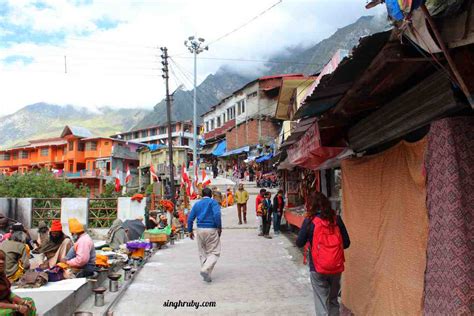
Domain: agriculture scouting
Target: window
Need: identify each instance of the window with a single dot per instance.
(91, 146)
(5, 156)
(231, 113)
(240, 107)
(252, 95)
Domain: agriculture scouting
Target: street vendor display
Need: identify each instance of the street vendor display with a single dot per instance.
(138, 247)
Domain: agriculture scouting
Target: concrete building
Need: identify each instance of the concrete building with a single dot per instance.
(246, 118)
(182, 134)
(77, 155)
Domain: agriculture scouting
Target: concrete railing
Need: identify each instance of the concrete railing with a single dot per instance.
(21, 209)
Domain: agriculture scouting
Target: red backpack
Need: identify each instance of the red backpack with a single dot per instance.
(327, 249)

__Exercise aim__:
Return the material word for word. Pictures are not part of the copy.

__Output for this task__:
Domain: agriculture scouting
Target: window
Need: identify each instance of the window with a single dot per instance.
(91, 146)
(5, 156)
(231, 113)
(240, 107)
(252, 95)
Domain: agriculture scouting
Target: street vendor display
Need: identify each instance of the street vendor display with a single dot per instance.
(138, 247)
Domain: agriculture scouting
Target: concrete building
Need: identify each instance of the concrete building with a single dot per instance.
(246, 118)
(182, 134)
(77, 155)
Domain: agriculture scouting
Target: concrete railing
Need: identify each instance of the concrete railing with a single dot per instance.
(21, 209)
Domain: agriculture scouting
Target: red backpack
Need: identify each instance of the red backpack with a single dot per instance.
(327, 249)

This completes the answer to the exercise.